*Dataset items*:
-.-.-

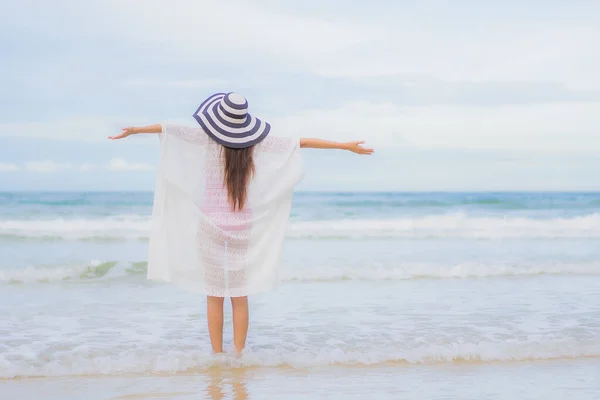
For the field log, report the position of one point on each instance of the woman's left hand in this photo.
(126, 132)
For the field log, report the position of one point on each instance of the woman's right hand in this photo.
(130, 130)
(356, 147)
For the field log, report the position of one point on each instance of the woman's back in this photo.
(233, 253)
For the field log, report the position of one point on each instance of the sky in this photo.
(453, 95)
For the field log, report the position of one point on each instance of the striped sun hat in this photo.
(224, 117)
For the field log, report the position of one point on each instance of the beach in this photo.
(387, 295)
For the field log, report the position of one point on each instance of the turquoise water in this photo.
(412, 282)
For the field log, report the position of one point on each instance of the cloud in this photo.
(184, 84)
(47, 166)
(117, 164)
(532, 127)
(8, 167)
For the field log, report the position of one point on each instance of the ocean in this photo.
(385, 295)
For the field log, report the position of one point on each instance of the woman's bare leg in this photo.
(214, 314)
(239, 306)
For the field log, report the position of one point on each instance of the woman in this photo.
(222, 200)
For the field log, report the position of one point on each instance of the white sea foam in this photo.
(116, 270)
(456, 225)
(88, 360)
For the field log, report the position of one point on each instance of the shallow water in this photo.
(416, 296)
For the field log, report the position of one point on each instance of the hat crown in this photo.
(225, 118)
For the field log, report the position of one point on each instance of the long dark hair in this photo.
(239, 168)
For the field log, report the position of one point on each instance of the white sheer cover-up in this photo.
(196, 240)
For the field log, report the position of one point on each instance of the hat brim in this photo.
(225, 132)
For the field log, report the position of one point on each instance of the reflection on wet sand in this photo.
(227, 384)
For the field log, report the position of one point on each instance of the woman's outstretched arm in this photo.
(132, 130)
(354, 147)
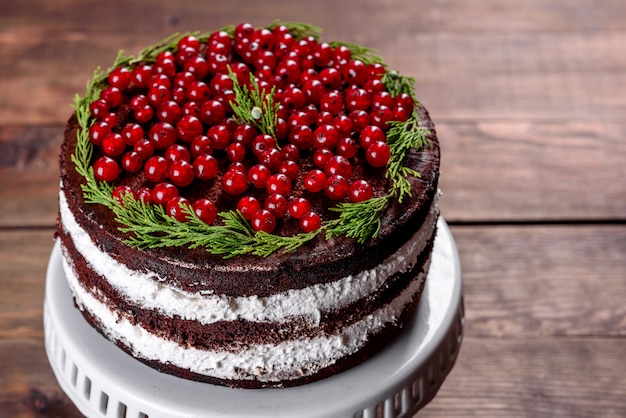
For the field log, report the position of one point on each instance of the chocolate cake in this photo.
(249, 207)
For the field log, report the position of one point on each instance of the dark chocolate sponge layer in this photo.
(318, 261)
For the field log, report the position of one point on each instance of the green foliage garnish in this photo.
(255, 107)
(149, 226)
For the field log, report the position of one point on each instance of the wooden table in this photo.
(529, 98)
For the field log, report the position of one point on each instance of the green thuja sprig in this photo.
(402, 137)
(255, 106)
(148, 226)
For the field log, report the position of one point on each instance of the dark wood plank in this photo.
(23, 261)
(506, 171)
(527, 61)
(29, 174)
(28, 387)
(536, 378)
(544, 280)
(533, 171)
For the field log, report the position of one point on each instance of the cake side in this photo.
(287, 317)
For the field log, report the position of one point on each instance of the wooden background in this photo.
(529, 98)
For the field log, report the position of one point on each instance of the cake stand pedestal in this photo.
(104, 381)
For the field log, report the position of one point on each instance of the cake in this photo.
(249, 207)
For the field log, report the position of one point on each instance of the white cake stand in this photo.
(104, 381)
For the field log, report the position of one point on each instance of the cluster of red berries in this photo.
(172, 121)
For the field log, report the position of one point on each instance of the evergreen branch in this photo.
(255, 107)
(358, 52)
(360, 221)
(299, 30)
(397, 84)
(401, 138)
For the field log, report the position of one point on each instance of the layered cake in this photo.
(250, 207)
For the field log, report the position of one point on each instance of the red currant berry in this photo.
(338, 165)
(235, 152)
(289, 152)
(336, 187)
(120, 193)
(219, 42)
(271, 158)
(277, 204)
(201, 144)
(377, 154)
(144, 194)
(258, 175)
(330, 78)
(371, 134)
(205, 210)
(341, 55)
(158, 94)
(298, 207)
(347, 147)
(163, 193)
(120, 77)
(290, 169)
(144, 114)
(357, 99)
(244, 134)
(360, 190)
(177, 152)
(380, 116)
(355, 72)
(262, 143)
(310, 222)
(198, 66)
(278, 183)
(106, 169)
(183, 79)
(248, 206)
(191, 108)
(288, 71)
(382, 98)
(234, 182)
(174, 208)
(315, 180)
(132, 132)
(220, 136)
(111, 119)
(138, 102)
(325, 136)
(169, 111)
(360, 119)
(189, 127)
(132, 162)
(98, 131)
(162, 135)
(198, 91)
(321, 157)
(263, 220)
(112, 96)
(141, 75)
(155, 169)
(113, 144)
(144, 148)
(205, 167)
(332, 102)
(98, 108)
(301, 137)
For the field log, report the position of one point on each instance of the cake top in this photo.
(248, 140)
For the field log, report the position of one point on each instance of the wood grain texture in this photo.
(536, 61)
(547, 377)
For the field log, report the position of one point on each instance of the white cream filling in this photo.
(148, 290)
(266, 362)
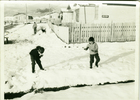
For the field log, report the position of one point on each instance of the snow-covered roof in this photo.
(66, 10)
(19, 14)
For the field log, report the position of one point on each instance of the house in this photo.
(66, 15)
(109, 12)
(102, 12)
(55, 17)
(22, 18)
(8, 19)
(106, 12)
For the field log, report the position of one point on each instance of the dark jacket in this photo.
(34, 53)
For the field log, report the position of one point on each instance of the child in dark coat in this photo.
(93, 49)
(35, 55)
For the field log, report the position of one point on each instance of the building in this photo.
(21, 18)
(109, 12)
(9, 19)
(102, 13)
(67, 15)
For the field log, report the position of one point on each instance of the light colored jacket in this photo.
(93, 48)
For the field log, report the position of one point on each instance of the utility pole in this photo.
(26, 13)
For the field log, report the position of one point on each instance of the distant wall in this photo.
(117, 13)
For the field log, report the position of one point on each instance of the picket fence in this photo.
(115, 32)
(102, 32)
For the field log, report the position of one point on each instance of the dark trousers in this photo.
(35, 29)
(33, 64)
(92, 59)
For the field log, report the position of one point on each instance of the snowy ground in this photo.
(68, 65)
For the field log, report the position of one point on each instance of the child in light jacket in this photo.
(93, 49)
(35, 55)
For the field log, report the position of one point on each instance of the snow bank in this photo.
(66, 65)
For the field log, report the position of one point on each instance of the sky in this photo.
(32, 6)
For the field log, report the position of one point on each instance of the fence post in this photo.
(80, 34)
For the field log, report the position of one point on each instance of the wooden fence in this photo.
(61, 32)
(114, 32)
(107, 32)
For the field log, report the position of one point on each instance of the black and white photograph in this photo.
(69, 50)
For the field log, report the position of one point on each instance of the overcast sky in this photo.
(13, 7)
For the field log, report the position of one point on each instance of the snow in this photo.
(67, 65)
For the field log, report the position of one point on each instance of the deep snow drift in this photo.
(66, 65)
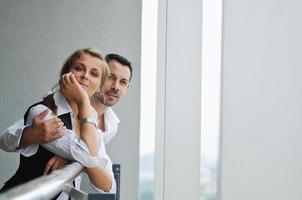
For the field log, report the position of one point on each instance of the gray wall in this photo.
(261, 100)
(177, 153)
(35, 38)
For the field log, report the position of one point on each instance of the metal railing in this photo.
(47, 187)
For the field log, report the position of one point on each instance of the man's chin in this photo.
(109, 103)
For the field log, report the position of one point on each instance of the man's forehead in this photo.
(119, 70)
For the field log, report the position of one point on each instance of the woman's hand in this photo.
(72, 90)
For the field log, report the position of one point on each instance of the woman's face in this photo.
(88, 72)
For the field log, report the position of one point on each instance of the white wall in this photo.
(261, 100)
(177, 153)
(36, 36)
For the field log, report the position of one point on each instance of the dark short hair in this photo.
(122, 60)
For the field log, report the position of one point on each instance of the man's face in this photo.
(117, 84)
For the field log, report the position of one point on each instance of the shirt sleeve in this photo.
(108, 168)
(10, 139)
(70, 146)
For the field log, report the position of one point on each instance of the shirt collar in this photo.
(61, 102)
(111, 117)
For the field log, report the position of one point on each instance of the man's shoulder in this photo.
(111, 116)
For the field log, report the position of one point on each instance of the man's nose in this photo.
(115, 85)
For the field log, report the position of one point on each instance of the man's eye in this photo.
(94, 74)
(124, 82)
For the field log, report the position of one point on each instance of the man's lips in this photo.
(83, 84)
(112, 95)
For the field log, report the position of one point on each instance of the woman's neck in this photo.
(98, 106)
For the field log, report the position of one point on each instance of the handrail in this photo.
(45, 187)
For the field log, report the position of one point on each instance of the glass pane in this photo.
(148, 95)
(210, 99)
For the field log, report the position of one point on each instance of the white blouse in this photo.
(70, 146)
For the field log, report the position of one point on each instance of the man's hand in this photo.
(55, 162)
(42, 132)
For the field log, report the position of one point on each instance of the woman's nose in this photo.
(84, 75)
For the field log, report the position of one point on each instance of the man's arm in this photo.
(42, 132)
(19, 136)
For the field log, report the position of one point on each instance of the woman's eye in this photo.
(78, 68)
(94, 74)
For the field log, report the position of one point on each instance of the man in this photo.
(19, 137)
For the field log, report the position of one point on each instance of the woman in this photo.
(82, 75)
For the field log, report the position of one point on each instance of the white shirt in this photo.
(69, 146)
(10, 139)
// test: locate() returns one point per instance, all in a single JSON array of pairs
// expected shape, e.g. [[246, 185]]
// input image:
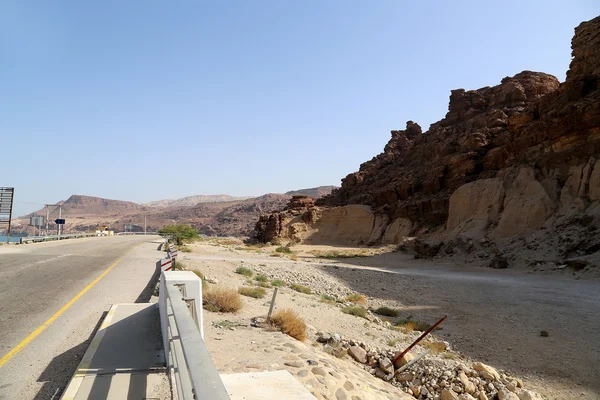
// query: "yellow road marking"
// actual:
[[53, 318]]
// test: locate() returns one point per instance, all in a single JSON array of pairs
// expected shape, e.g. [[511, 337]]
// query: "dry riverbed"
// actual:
[[493, 316]]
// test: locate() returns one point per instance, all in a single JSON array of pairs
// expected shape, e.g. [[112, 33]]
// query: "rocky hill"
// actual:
[[228, 216], [516, 159], [312, 192], [191, 201]]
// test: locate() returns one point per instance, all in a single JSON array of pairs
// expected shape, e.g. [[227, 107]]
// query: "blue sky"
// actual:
[[145, 100]]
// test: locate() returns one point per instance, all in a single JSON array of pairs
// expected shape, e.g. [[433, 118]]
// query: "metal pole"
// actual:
[[272, 305], [10, 216], [399, 356]]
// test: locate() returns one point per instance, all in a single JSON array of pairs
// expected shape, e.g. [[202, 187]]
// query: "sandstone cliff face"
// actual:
[[506, 160]]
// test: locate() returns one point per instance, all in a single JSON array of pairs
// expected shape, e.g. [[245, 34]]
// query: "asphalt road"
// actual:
[[37, 282]]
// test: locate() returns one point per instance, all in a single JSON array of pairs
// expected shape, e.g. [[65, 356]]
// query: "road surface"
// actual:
[[43, 333]]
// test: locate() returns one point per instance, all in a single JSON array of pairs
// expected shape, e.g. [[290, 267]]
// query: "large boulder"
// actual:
[[397, 231], [474, 205], [526, 205]]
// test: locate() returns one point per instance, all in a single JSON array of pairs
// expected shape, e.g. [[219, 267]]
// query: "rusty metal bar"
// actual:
[[427, 332]]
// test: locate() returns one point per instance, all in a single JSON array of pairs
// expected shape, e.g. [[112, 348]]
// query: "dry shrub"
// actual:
[[355, 310], [300, 288], [257, 293], [290, 323], [387, 312], [221, 300], [357, 299], [434, 347]]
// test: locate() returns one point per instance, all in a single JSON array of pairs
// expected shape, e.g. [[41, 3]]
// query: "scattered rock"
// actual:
[[505, 394], [448, 395], [402, 361], [386, 365], [358, 353], [481, 367], [498, 262]]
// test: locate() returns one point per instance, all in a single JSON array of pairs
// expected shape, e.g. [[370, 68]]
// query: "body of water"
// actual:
[[12, 239]]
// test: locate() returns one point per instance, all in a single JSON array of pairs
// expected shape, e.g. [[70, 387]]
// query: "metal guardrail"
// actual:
[[196, 376], [136, 233], [33, 239]]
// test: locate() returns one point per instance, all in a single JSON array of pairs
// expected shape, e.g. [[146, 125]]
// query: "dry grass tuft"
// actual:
[[199, 274], [357, 299], [221, 300], [244, 271], [290, 323], [387, 312], [256, 292], [355, 310], [301, 289], [434, 347]]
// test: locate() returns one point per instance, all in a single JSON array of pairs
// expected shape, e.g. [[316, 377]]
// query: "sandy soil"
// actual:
[[493, 316]]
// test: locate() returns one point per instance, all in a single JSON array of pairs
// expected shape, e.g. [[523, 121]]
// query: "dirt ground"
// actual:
[[493, 316]]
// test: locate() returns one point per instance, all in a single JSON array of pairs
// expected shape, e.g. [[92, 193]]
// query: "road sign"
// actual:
[[37, 220], [6, 200]]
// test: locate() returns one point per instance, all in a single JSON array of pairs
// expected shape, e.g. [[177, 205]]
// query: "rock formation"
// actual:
[[506, 160]]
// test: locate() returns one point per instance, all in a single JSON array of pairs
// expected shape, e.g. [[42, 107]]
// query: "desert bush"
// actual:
[[185, 249], [355, 310], [199, 274], [387, 312], [301, 289], [179, 233], [341, 254], [261, 278], [278, 282], [284, 249], [221, 300], [256, 292], [244, 271], [357, 299], [434, 347], [290, 323], [412, 325]]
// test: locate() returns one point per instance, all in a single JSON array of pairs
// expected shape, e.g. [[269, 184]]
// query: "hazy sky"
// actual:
[[145, 100]]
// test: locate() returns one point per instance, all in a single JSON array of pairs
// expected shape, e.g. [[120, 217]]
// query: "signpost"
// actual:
[[37, 220], [59, 222], [6, 202]]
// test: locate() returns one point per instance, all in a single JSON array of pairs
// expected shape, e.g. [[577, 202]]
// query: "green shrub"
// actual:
[[199, 274], [179, 233], [301, 289], [185, 249], [355, 310], [221, 300], [256, 292], [284, 249], [261, 278], [387, 312], [244, 271], [357, 299]]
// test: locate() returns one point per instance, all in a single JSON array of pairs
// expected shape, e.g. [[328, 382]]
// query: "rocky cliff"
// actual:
[[506, 160]]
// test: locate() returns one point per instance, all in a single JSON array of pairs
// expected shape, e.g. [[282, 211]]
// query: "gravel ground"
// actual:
[[483, 308]]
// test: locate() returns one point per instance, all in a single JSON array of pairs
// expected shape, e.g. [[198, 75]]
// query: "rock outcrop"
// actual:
[[506, 160]]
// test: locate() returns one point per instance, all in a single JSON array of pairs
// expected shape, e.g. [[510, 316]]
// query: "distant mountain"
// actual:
[[191, 201], [212, 215], [312, 192]]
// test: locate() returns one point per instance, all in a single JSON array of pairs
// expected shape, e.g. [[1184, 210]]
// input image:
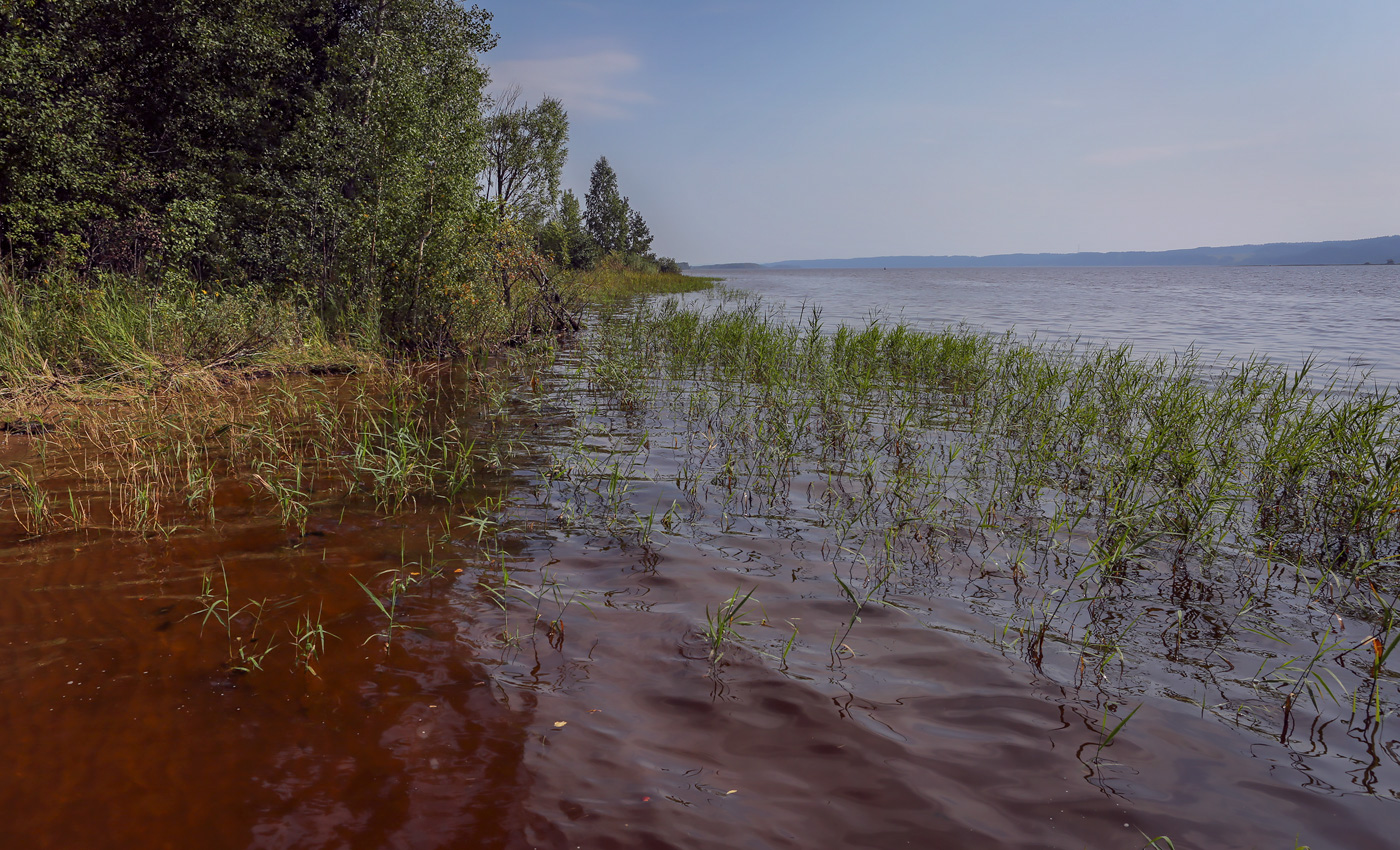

-.-.-

*Directive*:
Pick out every line in the listing above that contains the word "distant", and copy each one.

*Exercise answer*:
For the field log, report the position of one point on each instance of the distant wall in this photo.
// query: "distant mountain"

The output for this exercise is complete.